→ Exercises
[1] In the cannabis article, rewrite the paragraph beginning "A relative newcomer to both Sonoma County" as a short bulleted list that keeps its main facts.
[2] Summarize the cannabis article in two sentences.

→ Text
● ● ● ●
In May, Sonoma County’s largest dispensary, Organicann on Todd Road, hosted an event with edgy, tattooed porn star Skin Diamond, who has her own designer marijuana strain.

“There has been a lot of whistle-blowing over two years (related to) how we portray the industry,” Logan said. “?‘Breasts and buds’ is fading.”

The U.S. cannabis market was worth an estimated $2.7 billion in 2014, according to a “State of the Legal Marijuana Markets” report released earlier this year by the Oakland-based investment network and industry analyst ArcView Market Research.

California has the largest legal cannabis market in the United States, worth an estimated $1.3 billion, according to the group.

“This is an opportunity right now; it is the fastest-growing industry. It’s moving so fast,” said local yoga instructor Ilana Sochaczewski, who is starting the local Women Grow chapter. “So many people are coming (into the field), and patients are coming out publicly.”

A relative newcomer to both Sonoma County and medical marijuana, Sochaczewski has been using cannabis-infused foods, aka edibles, to treat her chronic insomnia for about a year. Sochaczewski, who doesn’t like to smoke, said she started making her own edibles when buying them became too expensive.
● ● ● ●
→ Information
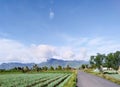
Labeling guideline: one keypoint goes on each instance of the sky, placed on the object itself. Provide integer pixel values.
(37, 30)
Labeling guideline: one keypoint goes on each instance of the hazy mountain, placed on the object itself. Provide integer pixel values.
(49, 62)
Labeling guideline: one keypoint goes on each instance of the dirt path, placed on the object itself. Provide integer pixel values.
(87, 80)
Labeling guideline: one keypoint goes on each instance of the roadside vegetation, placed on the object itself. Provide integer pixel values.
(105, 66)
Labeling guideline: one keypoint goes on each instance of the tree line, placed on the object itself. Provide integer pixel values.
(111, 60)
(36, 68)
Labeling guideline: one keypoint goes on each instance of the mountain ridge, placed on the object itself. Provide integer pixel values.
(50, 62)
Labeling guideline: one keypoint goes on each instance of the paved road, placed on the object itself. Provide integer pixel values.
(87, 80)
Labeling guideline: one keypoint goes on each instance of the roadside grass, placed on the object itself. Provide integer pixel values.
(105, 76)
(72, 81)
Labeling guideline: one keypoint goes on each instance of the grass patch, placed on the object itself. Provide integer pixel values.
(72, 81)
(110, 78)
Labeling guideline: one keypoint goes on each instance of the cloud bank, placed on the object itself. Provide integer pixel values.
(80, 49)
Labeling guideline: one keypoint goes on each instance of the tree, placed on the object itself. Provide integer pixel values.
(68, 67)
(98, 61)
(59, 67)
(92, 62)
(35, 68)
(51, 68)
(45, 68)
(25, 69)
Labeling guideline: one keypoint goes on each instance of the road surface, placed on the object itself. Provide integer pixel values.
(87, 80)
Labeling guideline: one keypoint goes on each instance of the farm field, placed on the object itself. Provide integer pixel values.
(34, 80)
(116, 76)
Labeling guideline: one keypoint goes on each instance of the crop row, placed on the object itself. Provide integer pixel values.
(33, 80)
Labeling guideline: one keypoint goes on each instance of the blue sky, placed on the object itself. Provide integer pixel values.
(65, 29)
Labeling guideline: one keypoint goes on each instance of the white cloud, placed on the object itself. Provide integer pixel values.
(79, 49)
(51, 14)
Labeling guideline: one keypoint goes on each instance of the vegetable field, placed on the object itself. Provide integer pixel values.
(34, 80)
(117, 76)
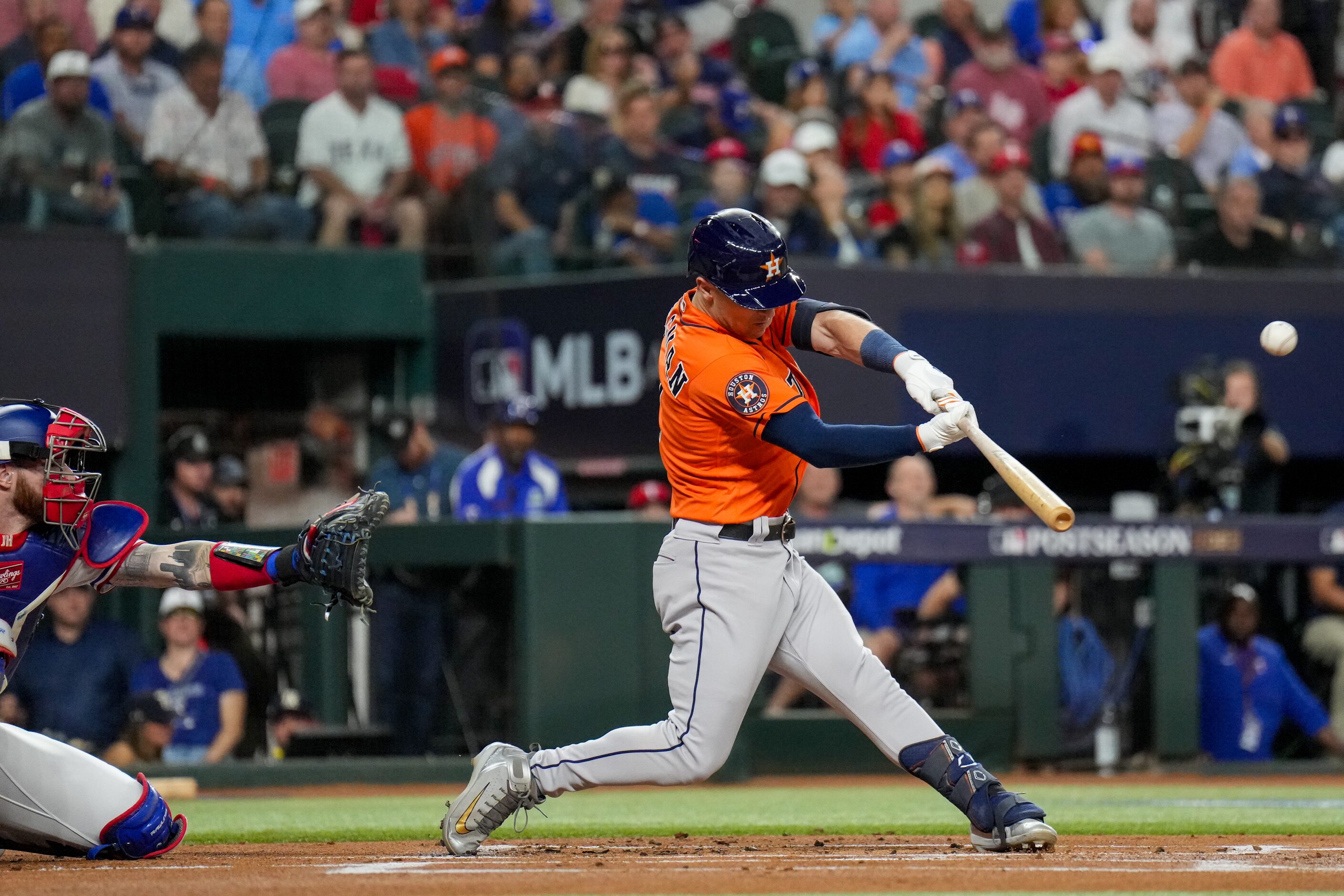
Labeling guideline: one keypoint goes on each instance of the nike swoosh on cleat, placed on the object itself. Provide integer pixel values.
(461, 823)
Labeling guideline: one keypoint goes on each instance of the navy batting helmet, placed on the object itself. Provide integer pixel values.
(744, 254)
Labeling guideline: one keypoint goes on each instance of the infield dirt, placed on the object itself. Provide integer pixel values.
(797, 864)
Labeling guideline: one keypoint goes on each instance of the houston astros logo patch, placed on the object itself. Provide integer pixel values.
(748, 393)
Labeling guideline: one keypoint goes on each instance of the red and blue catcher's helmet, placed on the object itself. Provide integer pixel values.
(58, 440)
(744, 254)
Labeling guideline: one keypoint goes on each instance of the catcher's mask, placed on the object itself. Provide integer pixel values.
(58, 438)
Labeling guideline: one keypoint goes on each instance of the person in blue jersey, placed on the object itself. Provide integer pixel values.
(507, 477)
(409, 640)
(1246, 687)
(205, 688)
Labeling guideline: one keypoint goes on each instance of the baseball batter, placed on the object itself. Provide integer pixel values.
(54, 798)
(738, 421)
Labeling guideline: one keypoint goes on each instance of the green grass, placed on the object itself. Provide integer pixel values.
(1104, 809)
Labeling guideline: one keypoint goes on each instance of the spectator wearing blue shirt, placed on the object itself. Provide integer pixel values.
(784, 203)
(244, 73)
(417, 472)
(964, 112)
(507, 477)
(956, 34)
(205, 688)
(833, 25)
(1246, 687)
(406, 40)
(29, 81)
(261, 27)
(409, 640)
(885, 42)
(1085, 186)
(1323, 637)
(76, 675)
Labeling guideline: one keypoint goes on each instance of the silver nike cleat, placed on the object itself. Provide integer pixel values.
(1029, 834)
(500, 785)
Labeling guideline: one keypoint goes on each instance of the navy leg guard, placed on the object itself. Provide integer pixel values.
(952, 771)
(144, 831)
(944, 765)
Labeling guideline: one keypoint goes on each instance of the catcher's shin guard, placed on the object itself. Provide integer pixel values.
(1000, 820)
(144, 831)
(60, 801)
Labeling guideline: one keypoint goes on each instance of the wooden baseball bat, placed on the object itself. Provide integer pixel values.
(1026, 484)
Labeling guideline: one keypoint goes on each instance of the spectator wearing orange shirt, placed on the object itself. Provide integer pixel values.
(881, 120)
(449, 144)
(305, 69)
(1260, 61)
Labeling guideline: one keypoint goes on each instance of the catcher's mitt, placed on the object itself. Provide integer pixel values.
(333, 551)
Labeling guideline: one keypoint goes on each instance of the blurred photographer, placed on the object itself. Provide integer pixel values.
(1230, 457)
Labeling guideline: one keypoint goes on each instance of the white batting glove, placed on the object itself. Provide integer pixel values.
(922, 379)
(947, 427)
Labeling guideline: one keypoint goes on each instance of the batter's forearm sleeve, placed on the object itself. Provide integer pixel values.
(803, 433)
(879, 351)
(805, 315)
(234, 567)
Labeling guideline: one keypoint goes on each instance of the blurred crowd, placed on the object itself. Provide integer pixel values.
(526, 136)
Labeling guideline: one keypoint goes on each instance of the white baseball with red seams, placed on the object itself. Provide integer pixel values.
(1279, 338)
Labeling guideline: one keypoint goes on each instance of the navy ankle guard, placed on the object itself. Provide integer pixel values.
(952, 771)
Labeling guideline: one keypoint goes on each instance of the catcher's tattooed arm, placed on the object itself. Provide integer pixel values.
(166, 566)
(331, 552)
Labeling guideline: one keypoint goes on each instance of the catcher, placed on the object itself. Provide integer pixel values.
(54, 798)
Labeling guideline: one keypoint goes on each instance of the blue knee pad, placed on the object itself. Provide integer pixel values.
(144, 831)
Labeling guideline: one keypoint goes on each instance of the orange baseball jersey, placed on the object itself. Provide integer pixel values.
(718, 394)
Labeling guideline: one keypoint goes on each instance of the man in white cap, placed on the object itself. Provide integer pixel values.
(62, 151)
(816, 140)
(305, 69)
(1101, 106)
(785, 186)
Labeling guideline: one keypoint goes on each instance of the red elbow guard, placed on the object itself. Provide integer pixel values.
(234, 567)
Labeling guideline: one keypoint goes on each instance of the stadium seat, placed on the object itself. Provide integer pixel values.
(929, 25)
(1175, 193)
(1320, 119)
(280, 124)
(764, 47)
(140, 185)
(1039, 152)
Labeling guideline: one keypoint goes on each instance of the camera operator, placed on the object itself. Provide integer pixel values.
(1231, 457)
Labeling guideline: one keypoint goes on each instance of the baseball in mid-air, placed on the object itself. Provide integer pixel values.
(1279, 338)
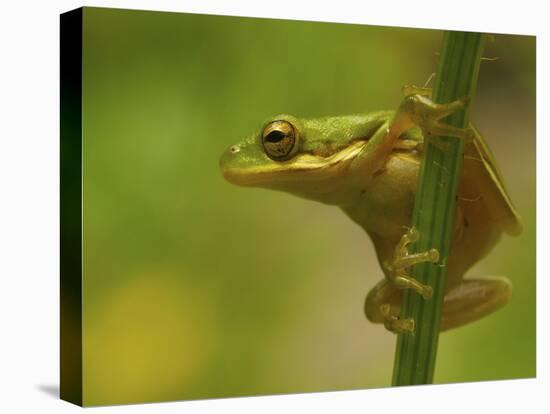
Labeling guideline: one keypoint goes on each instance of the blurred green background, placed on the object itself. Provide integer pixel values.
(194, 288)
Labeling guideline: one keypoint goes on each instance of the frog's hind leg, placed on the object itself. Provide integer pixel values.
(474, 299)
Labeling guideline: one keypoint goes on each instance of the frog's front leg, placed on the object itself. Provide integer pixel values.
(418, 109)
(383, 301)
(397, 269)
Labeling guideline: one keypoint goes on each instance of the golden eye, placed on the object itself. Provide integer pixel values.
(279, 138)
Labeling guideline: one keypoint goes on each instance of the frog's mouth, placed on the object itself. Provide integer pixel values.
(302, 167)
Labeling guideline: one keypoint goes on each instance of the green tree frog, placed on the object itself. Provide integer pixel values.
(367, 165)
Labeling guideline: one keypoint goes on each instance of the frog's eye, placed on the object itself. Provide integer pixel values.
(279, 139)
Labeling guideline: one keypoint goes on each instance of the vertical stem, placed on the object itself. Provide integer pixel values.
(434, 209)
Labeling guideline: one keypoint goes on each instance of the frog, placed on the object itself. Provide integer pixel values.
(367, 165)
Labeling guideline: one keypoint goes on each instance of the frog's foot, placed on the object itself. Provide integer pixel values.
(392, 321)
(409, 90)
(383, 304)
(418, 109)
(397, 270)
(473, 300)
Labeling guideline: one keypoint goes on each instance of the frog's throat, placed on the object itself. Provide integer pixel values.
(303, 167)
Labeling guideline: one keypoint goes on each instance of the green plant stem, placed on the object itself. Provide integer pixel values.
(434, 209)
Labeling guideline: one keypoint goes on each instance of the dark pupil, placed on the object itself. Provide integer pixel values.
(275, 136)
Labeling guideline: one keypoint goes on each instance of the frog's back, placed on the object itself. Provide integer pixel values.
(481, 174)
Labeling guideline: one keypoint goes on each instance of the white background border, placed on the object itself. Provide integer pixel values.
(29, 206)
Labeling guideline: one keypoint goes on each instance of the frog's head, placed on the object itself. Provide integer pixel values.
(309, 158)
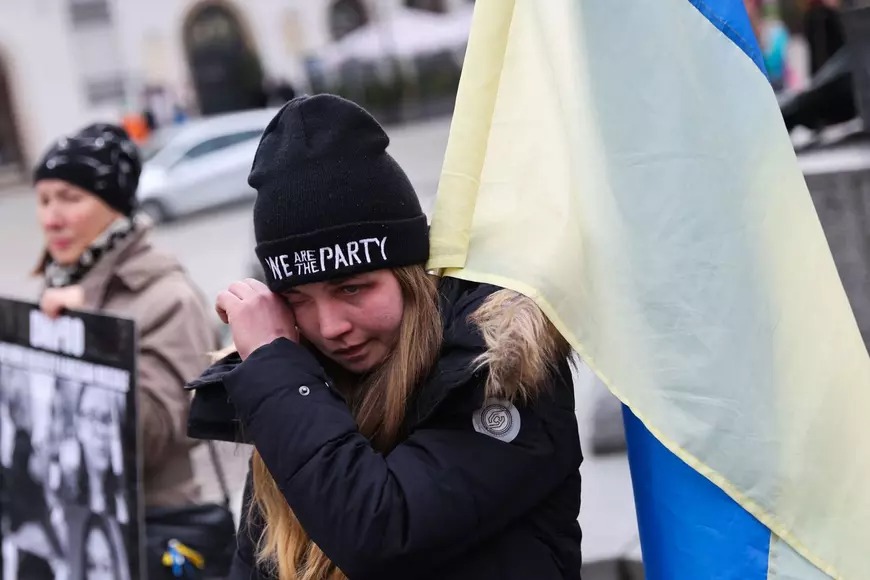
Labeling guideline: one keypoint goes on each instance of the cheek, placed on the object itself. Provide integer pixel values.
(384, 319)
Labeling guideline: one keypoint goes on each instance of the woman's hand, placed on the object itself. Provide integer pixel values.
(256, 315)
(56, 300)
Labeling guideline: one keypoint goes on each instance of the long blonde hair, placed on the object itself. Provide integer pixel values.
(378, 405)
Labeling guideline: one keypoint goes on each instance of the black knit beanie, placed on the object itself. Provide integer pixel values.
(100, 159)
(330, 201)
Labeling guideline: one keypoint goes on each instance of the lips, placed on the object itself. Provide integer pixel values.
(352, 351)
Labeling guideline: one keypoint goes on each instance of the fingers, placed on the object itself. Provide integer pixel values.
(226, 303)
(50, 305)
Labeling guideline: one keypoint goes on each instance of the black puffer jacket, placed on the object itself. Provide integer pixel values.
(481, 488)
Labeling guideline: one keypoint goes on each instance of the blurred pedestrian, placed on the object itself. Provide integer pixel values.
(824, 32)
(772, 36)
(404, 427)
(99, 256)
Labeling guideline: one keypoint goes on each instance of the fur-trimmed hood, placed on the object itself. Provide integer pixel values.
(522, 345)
● ● ● ●
→ Answers by item
[1]
- Ilana Sochaczewski is fairly new to both Sonoma County and medical marijuana.
- For about a year, she has used cannabis-infused foods, or edibles, to treat her chronic insomnia.
- She doesn't like to smoke.
- She started making her own edibles when buying them became too expensive.

[2] According to ArcView Market Research, the U.S. cannabis market was worth an estimated $2.7 billion in 2014, and California has the largest legal market in the country at an estimated $1.3 billion. Local yoga instructor Ilana Sochaczewski is starting a local Women Grow chapter and calls cannabis the fastest-growing industry; she has used edibles for about a year to treat her chronic insomnia.